### PROBLEM TO WORK ON
A line below contains "Expected behaviour: for every instance of the hairy", and a later one contains "[[106, 38], [58, 93], [298, 197], [15, 97]]". Repeat both, with every line between them, exactly.

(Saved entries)
######

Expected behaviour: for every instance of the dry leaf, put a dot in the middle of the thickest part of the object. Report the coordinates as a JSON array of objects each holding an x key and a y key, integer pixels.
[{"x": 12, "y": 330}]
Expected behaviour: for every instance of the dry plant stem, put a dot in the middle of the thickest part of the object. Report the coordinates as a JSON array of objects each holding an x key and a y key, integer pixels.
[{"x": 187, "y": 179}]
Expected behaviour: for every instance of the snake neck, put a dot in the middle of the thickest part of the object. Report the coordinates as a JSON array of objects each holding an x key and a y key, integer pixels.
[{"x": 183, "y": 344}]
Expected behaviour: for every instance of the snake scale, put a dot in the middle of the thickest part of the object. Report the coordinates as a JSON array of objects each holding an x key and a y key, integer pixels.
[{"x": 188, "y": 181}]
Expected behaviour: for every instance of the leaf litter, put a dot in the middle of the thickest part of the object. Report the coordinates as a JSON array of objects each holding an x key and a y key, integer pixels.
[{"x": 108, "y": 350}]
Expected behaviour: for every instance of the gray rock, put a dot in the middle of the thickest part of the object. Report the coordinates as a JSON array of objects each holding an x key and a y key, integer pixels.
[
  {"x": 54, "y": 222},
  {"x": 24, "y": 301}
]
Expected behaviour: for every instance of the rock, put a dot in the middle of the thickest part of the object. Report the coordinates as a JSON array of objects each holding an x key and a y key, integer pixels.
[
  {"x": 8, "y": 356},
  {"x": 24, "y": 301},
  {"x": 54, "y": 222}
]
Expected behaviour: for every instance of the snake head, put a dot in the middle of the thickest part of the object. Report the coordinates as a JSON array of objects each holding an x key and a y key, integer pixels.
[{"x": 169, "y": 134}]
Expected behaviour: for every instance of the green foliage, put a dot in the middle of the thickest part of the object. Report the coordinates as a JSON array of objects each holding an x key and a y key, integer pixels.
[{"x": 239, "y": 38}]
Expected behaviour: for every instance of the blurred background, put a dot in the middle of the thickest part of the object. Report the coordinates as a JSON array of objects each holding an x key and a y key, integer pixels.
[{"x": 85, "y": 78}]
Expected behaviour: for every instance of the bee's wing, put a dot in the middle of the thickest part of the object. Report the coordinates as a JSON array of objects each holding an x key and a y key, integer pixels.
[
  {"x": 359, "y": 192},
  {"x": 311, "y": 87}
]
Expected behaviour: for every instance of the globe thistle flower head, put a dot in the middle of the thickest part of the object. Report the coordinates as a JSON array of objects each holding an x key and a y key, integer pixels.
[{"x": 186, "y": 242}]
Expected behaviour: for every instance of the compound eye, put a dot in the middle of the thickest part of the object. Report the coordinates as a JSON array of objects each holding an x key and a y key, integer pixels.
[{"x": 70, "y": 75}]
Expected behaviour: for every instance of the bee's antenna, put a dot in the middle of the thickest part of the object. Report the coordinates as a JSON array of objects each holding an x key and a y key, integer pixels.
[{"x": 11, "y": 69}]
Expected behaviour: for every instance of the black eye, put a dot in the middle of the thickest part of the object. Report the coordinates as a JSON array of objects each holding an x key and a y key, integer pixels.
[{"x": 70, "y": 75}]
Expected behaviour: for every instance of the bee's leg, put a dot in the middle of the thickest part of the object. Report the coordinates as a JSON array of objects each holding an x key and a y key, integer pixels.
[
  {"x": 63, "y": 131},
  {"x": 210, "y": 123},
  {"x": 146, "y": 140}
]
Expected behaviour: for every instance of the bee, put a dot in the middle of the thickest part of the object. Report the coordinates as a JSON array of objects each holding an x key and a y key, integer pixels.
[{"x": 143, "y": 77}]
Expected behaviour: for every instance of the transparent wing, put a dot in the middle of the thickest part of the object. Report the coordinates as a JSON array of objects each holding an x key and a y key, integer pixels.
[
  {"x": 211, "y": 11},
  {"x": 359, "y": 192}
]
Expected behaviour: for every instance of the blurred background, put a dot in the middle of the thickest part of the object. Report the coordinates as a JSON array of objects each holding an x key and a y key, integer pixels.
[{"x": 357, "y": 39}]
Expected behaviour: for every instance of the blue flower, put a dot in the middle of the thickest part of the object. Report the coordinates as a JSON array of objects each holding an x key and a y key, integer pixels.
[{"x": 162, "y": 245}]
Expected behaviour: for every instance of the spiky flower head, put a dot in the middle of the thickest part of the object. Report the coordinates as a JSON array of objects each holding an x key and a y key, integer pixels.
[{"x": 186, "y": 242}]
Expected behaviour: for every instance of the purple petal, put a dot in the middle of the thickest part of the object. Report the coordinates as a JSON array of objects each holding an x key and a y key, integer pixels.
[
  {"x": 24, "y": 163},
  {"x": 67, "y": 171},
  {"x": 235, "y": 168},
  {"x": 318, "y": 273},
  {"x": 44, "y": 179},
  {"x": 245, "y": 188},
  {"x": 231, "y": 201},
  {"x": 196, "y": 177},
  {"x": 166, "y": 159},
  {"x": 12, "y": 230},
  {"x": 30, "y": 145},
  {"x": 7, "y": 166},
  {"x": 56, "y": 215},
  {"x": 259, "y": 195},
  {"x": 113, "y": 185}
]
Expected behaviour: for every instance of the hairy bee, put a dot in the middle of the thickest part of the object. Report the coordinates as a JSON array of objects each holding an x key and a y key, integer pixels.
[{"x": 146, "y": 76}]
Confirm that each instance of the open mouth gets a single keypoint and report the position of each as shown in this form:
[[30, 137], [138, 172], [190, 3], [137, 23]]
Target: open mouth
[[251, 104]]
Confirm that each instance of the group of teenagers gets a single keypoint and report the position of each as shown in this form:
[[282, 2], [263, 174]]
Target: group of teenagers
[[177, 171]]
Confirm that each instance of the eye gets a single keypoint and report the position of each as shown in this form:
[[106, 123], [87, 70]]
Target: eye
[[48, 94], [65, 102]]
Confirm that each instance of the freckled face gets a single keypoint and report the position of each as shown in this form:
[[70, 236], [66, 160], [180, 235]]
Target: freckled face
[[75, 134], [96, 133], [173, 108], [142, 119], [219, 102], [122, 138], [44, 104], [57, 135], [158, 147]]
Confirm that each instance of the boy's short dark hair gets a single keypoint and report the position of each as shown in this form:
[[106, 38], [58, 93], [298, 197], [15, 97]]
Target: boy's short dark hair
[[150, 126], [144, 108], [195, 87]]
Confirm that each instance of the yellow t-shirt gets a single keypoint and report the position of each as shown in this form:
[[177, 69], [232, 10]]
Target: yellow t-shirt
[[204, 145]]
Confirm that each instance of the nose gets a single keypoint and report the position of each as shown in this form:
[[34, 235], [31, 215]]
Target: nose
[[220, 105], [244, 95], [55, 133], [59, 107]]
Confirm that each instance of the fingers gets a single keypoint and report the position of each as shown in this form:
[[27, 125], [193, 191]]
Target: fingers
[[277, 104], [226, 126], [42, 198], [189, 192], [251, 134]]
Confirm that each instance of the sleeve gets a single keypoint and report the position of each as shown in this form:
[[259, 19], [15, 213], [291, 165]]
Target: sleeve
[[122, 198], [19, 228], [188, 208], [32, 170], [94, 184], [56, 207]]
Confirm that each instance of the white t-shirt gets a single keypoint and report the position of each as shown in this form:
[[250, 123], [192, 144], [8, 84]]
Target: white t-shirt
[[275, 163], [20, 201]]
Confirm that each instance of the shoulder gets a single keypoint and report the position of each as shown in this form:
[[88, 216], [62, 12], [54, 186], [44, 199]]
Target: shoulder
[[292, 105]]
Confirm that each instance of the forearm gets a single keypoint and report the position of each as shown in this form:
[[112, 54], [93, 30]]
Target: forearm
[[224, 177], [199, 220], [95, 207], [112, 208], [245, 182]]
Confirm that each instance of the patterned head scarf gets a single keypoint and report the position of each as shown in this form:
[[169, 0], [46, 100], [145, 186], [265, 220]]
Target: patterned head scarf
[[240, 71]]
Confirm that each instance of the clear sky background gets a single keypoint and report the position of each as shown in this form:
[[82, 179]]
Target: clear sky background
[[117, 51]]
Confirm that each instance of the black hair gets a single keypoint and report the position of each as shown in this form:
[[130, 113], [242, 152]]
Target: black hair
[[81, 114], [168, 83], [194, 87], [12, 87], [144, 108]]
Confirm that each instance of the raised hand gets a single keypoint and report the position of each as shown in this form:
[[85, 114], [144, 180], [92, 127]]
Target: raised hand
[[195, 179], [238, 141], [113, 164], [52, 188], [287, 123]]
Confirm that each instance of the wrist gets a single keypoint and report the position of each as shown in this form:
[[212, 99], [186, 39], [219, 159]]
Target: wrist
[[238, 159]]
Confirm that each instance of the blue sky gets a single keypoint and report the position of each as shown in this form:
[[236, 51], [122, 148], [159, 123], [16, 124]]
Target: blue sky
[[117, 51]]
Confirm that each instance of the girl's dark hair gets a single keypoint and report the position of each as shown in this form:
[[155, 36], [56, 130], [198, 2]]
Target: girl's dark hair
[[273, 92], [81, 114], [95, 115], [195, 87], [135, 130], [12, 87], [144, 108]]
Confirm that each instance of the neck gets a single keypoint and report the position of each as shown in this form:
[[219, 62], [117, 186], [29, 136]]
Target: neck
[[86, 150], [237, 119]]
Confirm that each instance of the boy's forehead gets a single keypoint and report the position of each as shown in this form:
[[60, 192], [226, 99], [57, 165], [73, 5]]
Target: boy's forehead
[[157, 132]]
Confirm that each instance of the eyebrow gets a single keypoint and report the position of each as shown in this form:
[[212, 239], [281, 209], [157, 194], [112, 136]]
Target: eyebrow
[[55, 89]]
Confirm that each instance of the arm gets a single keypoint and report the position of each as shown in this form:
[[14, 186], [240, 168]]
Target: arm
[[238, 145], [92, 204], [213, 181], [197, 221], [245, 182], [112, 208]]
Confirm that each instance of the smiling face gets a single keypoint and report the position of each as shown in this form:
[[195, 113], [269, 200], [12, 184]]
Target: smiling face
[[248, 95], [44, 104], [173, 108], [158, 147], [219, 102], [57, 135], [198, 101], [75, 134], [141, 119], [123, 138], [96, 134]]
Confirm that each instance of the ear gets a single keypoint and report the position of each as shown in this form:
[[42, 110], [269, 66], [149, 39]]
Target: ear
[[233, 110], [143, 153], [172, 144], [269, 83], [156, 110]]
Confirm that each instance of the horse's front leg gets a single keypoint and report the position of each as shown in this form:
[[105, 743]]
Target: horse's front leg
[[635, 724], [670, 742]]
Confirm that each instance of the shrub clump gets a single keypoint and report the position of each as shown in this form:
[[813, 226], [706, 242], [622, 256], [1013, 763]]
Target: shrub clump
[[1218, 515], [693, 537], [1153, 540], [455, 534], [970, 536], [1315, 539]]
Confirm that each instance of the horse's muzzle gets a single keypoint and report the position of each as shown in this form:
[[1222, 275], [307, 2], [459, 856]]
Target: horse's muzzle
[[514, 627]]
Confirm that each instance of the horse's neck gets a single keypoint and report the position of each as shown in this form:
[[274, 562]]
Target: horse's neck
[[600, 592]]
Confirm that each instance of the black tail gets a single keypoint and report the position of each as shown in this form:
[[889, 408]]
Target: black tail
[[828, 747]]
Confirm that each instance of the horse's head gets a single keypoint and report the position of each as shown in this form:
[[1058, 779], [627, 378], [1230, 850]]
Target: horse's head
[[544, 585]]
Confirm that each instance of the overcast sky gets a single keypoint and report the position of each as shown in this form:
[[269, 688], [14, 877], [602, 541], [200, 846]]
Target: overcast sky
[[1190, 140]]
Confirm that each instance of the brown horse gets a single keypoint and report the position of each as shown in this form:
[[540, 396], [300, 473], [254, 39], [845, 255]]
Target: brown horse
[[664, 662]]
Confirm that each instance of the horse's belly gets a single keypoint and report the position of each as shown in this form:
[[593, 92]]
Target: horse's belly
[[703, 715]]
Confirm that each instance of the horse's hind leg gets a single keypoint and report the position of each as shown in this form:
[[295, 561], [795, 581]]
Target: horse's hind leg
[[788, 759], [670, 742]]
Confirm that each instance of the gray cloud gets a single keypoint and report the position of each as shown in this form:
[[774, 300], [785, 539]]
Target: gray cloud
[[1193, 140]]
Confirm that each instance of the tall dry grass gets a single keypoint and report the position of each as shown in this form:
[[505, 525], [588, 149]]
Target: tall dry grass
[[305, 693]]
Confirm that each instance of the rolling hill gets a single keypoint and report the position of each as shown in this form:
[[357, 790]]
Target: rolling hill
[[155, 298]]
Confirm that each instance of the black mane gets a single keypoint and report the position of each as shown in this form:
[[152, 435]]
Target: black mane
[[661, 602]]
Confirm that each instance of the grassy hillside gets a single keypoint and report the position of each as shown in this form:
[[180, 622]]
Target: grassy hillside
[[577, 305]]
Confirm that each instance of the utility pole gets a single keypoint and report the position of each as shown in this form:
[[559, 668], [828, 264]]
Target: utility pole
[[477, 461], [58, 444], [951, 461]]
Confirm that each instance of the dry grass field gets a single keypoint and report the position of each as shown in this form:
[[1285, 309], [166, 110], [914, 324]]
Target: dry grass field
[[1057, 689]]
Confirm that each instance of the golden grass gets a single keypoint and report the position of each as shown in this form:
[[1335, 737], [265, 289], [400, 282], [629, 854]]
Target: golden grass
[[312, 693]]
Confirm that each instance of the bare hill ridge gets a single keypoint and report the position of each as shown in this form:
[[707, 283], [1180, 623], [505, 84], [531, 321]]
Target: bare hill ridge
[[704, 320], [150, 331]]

######

### TASK ANSWER
Expected behaviour: for every instance of the hairy bee, put a dot in the middle of the thickest part of the object. Report the coordinates as a JSON array of objects each holding an x key and a y key, integer pixels.
[{"x": 146, "y": 76}]
Confirm that each instance of the open mouth gets a single keypoint and report the position of each as shown in this form:
[[30, 137], [138, 172], [190, 3], [137, 23]]
Target: open mouth
[[251, 104]]
Confirm that each instance of the group of teenagers gets a single keypoint and report the position of each as shown in this form:
[[282, 2], [263, 174]]
Target: group of teenagers
[[177, 171]]
Confirm that each instance of the eye gets a single keypoint and report the position of each as shown in this form:
[[106, 123], [87, 70]]
Target: eye
[[48, 94], [65, 102]]
Confirm that each instance of the freckled face gets a single keypoint and report the position of each as shown in this form:
[[70, 236], [66, 160], [180, 235]]
Target: freckled face
[[75, 134], [96, 133], [173, 108], [142, 119], [219, 102], [122, 138], [44, 104], [57, 135], [158, 147]]
Confirm that each instance of the boy's short dark hair gets a single keypoint and report the position of each as shown in this form:
[[106, 38], [58, 93], [298, 197], [15, 97]]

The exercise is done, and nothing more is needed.